▶ **TASK GOAL**: Omit the pictures and return every entry exactly as written.

[start]

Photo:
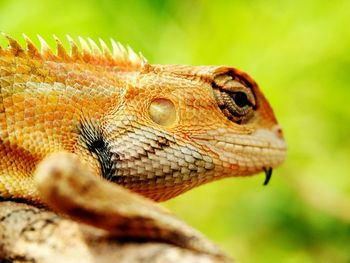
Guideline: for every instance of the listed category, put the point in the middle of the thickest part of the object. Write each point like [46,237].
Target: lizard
[93,137]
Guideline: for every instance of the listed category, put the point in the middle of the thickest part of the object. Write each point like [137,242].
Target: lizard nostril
[278,131]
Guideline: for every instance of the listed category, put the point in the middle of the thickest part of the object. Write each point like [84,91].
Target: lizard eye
[234,98]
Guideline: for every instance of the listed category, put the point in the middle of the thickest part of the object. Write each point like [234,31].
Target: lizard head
[179,126]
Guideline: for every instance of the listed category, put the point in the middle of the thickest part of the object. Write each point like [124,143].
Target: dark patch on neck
[92,137]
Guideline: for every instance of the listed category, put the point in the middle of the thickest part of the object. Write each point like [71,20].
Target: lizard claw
[268,174]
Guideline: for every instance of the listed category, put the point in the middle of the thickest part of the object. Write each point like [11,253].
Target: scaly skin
[158,130]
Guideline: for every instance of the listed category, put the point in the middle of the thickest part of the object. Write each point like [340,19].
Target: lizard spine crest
[89,52]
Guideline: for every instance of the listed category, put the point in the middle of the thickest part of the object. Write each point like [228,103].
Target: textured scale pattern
[99,134]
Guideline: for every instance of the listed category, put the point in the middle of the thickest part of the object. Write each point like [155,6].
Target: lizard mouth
[268,174]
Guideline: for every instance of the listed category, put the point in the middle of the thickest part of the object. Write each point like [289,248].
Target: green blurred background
[299,53]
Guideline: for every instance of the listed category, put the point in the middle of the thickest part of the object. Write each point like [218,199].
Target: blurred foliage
[299,52]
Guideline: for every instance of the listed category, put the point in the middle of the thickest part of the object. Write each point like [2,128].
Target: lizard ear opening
[235,99]
[162,111]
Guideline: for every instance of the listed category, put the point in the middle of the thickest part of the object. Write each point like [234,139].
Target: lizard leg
[70,187]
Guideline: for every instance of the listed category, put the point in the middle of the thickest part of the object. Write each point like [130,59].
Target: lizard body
[157,130]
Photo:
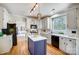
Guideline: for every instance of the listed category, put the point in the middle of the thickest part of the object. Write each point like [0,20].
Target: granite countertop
[67,36]
[37,37]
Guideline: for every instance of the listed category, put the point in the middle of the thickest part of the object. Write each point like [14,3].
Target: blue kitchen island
[37,45]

[end]

▶ **RESPONSE BELOW**:
Photo:
Guideline: for every instance of the listed category, put the point in the middle of the thickest part of the object. Write each point like [46,237].
Target: lizard
[93,137]
Guideline: for every instance of the listed category, put the point in the middle of the thickest part of the object. Write each point like [137,242].
Target: lizard nostril
[278,131]
Guideline: for every instance of the listed category, put the point in the middle of the thickest part of the object. Write each point like [84,91].
Target: lizard eye
[234,98]
Guideline: for every instance of the listed category, put the point in the middle of the thickest part of the object. Write each point like [234,31].
Target: lizard head
[179,126]
Guideline: for every instance of the listed category, put the point in the middle of the thickest part of the object. Write each point like [124,143].
Target: dark patch on neck
[92,137]
Guideline: for every instance of the listed category, put the point in the middle of the thickest part of the object. Write each point like [71,20].
Target: lizard claw
[268,174]
Guideline: for every instance of the listed category, put the point in the middle of the thickest part of the object. Write each point like [11,253].
Target: scaly skin
[158,130]
Guideline: for every instance of the listed category, put the point in the middle of the thickest part of the object. Write each point like [340,19].
Target: lizard spine crest
[89,52]
Guideline: for every instance of the listed category, put the point in the middle of the thickest part of the object. Write each point like [228,103].
Target: textured scale pattern
[99,134]
Guideline: for every instance of the listed category, put the point in the middle of the thickest part of the object. Write each point like [155,6].
Target: lizard mouth
[268,174]
Guideline: for every instance of the listed category, put the point in the middle of the thickest part of the object. Write each point like [289,248].
Target: green blurred background
[299,53]
Guideline: for every instance of the listed category, put the point in the middle of the thickest part of the object. Write each point like [218,199].
Target: blurred foliage
[299,52]
Guideline: for every instance of the listed category, put the point in the middle of the thickest part of the object. Write each point like [2,128].
Target: lizard ear opening
[235,99]
[162,111]
Guideline: for every instance of the listed category, put the point in the middle of the thickest part of the object. Write each point like [234,139].
Target: lizard leg
[70,187]
Guideline: for every instance of the listed category, put the point in the middle of the thickest part of the object. Write each point like [130,59].
Target: lizard body
[157,130]
Photo:
Guideline: for every instance of the listed category, put the point in the middle of the thickest part of the object. Write each point like [0,20].
Target: granite countertop
[67,36]
[37,37]
Guideline: for every instance of the listed category, put the point in the middle of the thickest part of the object. Write each point like [14,3].
Target: blue kitchen island
[37,45]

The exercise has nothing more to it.